-- START Listed entries --

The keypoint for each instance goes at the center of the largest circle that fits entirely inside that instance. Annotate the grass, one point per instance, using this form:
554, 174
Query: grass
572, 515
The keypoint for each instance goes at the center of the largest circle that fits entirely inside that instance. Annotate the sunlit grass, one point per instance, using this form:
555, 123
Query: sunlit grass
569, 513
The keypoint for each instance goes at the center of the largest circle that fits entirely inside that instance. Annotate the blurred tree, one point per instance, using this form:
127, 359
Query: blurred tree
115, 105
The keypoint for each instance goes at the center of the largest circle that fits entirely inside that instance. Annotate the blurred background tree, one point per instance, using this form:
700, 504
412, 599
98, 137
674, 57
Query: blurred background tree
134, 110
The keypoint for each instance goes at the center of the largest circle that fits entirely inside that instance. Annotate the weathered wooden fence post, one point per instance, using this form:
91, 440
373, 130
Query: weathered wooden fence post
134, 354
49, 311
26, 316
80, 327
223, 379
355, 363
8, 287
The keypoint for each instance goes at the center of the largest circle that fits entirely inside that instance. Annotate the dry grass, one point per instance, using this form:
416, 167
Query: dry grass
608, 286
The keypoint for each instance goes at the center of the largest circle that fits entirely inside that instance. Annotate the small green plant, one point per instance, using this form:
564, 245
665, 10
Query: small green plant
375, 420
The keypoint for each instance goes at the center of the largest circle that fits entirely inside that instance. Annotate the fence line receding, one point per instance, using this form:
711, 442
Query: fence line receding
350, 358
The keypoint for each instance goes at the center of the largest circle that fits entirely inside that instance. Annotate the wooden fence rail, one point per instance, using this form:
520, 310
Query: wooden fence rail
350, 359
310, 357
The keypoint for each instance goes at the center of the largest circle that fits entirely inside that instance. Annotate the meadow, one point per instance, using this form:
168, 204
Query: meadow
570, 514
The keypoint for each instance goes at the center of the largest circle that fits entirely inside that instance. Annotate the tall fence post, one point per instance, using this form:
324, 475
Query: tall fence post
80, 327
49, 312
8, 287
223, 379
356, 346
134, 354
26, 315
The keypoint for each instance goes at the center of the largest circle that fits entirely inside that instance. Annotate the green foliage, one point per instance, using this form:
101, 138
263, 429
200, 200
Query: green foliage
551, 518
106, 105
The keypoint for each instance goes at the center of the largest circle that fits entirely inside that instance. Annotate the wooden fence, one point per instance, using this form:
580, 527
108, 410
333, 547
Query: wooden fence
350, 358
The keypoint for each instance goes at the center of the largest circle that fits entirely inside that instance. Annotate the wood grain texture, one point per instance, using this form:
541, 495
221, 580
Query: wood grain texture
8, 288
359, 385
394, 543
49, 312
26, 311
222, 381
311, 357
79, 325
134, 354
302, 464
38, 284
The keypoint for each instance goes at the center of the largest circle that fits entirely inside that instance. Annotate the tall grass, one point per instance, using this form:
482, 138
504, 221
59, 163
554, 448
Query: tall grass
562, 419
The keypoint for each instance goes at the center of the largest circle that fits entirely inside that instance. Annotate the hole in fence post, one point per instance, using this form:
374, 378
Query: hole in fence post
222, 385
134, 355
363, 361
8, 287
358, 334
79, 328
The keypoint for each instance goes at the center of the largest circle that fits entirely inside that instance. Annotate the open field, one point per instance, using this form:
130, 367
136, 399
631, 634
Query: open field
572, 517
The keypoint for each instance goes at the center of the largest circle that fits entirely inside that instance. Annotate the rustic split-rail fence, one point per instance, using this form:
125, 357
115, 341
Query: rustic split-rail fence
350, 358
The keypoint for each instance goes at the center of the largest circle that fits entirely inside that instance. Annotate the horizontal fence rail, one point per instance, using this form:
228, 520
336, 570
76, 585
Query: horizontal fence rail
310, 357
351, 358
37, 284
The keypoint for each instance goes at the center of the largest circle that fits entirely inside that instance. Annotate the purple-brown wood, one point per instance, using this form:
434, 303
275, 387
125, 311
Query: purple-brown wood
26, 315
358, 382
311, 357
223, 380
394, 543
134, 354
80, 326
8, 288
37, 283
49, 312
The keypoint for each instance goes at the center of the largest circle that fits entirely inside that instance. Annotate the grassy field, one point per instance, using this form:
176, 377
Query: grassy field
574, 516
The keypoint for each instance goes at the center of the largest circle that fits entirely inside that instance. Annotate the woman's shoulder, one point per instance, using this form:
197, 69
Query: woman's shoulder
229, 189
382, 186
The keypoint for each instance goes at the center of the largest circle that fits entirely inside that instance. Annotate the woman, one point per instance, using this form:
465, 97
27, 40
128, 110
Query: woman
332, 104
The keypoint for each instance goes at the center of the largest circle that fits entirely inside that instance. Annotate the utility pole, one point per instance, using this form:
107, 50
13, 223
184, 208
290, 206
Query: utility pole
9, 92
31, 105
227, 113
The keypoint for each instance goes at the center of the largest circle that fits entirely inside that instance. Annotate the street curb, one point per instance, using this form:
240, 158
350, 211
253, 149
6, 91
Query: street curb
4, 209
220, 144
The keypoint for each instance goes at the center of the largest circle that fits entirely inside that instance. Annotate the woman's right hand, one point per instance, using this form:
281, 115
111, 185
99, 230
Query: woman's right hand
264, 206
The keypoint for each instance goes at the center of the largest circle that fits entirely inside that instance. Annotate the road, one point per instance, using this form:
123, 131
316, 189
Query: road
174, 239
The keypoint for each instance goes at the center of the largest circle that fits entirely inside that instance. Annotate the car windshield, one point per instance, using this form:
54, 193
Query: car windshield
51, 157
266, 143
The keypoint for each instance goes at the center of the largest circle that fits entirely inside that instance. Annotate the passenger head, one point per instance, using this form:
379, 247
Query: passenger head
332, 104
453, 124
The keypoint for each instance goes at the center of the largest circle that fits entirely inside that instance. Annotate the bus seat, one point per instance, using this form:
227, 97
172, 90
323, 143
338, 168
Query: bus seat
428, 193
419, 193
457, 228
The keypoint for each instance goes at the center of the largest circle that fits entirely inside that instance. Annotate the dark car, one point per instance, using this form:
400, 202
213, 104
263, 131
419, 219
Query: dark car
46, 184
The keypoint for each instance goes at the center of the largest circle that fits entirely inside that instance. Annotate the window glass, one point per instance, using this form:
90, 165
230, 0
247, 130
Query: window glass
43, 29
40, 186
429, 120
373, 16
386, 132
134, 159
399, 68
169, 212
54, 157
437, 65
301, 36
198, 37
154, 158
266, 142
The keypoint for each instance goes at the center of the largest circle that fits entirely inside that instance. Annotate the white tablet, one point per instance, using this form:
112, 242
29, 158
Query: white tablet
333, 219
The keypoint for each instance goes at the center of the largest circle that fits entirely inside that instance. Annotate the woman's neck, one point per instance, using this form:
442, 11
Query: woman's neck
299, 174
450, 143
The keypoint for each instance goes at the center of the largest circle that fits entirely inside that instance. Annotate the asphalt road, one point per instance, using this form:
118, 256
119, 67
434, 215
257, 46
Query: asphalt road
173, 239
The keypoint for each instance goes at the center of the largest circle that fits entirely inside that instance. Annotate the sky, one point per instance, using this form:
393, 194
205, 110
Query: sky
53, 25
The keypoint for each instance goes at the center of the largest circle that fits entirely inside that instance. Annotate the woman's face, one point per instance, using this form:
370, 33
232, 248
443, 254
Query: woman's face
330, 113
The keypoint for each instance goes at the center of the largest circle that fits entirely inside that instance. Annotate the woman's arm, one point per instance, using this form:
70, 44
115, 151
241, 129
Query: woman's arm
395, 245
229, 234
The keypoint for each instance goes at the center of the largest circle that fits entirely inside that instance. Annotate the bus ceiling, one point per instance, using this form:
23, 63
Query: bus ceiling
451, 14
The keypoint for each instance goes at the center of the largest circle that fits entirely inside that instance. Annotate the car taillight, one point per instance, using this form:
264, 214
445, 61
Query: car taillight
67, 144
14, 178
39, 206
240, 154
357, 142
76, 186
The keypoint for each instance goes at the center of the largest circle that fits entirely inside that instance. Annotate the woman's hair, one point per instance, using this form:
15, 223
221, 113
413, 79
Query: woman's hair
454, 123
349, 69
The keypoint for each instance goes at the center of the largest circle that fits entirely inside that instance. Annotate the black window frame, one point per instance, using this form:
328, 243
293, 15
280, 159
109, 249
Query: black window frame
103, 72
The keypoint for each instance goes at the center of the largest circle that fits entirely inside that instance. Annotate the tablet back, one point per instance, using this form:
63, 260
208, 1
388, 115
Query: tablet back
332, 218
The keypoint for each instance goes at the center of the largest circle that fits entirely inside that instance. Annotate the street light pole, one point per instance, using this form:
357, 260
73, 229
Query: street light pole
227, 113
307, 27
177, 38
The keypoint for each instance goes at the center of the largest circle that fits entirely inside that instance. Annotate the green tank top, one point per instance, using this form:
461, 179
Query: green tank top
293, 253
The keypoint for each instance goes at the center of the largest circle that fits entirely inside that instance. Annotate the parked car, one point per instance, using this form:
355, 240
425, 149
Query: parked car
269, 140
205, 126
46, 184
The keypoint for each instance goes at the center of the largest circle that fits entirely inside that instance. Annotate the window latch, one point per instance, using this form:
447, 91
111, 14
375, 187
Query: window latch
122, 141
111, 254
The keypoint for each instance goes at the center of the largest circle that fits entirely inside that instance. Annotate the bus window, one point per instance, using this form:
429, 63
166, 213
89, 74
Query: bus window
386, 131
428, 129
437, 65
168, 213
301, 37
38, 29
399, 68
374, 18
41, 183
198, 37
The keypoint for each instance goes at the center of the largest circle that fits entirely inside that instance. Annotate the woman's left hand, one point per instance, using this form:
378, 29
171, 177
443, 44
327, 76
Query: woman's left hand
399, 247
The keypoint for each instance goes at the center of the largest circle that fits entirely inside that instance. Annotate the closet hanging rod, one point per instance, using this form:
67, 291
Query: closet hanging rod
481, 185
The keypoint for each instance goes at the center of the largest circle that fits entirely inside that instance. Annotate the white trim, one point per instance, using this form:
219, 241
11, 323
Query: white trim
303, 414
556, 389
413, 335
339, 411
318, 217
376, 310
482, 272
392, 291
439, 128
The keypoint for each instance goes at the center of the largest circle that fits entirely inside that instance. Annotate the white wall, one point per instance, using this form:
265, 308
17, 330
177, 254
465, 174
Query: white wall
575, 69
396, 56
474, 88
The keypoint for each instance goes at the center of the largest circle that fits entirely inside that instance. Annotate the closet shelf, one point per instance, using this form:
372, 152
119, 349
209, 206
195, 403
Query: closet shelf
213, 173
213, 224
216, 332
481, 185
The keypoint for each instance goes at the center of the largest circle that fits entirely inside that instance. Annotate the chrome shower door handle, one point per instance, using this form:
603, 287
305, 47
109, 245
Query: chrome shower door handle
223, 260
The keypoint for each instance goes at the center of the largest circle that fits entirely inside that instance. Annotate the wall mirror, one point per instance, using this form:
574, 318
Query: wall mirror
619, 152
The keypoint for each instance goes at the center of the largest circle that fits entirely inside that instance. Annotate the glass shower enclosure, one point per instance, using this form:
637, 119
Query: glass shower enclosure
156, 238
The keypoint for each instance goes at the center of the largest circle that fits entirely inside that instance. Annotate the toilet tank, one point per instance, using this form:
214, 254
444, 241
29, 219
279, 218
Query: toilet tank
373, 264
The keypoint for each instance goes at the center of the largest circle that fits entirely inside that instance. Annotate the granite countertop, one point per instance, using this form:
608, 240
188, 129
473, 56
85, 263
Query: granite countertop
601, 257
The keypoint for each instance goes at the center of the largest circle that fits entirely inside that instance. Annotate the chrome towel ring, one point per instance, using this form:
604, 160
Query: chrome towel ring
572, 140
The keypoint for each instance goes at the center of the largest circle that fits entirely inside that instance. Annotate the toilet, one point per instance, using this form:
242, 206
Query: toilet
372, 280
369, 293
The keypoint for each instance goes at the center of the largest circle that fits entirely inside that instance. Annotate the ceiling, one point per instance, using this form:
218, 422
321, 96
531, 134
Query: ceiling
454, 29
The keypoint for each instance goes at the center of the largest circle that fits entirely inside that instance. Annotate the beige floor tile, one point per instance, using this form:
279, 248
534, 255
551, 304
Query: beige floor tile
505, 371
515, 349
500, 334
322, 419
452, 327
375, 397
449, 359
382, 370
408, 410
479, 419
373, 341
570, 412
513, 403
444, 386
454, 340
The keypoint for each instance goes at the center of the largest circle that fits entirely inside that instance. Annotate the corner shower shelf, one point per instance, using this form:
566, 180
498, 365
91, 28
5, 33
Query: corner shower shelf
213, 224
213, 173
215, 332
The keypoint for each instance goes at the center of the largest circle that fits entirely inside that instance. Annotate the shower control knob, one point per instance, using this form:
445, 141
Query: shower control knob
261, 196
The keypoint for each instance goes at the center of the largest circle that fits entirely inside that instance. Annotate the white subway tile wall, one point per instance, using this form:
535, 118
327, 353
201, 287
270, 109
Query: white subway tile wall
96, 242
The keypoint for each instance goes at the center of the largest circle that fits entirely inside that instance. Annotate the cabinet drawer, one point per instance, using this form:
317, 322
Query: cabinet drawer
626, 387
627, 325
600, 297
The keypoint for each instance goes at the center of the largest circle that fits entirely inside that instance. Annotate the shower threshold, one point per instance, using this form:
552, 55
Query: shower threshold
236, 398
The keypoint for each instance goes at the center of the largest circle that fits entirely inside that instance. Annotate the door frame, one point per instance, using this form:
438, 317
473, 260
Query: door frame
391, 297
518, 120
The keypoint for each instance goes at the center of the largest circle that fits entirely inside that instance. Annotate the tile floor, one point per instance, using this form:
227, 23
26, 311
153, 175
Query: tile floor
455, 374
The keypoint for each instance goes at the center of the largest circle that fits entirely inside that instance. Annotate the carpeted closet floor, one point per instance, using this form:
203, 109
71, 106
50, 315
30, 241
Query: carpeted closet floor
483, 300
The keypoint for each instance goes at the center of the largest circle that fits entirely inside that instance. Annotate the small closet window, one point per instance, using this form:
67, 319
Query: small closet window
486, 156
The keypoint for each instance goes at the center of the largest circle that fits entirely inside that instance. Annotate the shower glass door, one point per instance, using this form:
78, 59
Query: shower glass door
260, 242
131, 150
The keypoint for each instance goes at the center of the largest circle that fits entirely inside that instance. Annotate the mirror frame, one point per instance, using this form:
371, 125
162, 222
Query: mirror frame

-- END Listed entries --

Only the lines from the one that contains "shower threshold, one" to the end of the data should be output, exactly as they appear.

__Full output__.
The keypoint for each instance goes at the center of the largest circle that fits entirely inside that instance. Annotate the shower threshold, one point per instance, using this form:
552, 55
Query: shower threshold
236, 398
The keypoint for each instance goes at the center of the largest circle that fits entirely inside that instance. Annotate the door frame, one point per instance, using this form:
438, 317
473, 260
Query: door frame
391, 297
518, 120
The keypoint for each instance goes at the center of the largest circle that fits entirely inside that instance. Annotate the tile floor, one point per instance, using this form:
227, 23
26, 311
153, 175
Query: tile floor
455, 374
The keypoint for each instance goes at the center of the largest circle that fits entirely inside that instance. Annotate the carpeted closet floor, one point per instance, using this form:
203, 109
71, 106
50, 315
30, 241
Query: carpeted closet floor
483, 300
The keypoint for each instance goes at the center of the largest circle that fits entirely inside that instance. Annotate the small closet window, one point per instance, using this form:
67, 319
Query: small closet window
486, 156
The keypoint for each instance goes at the center of the largest circle that fits entirely inside that instance. Annotate the shower glass door, one point per instance, using this form:
78, 59
Query: shower glass door
260, 242
131, 150
The keypoint for each instance goes at the center of the largest circle that fits entirely inside that instance. Annotate the mirror frame, one point per instance, using this form:
371, 125
162, 222
Query: mirror frame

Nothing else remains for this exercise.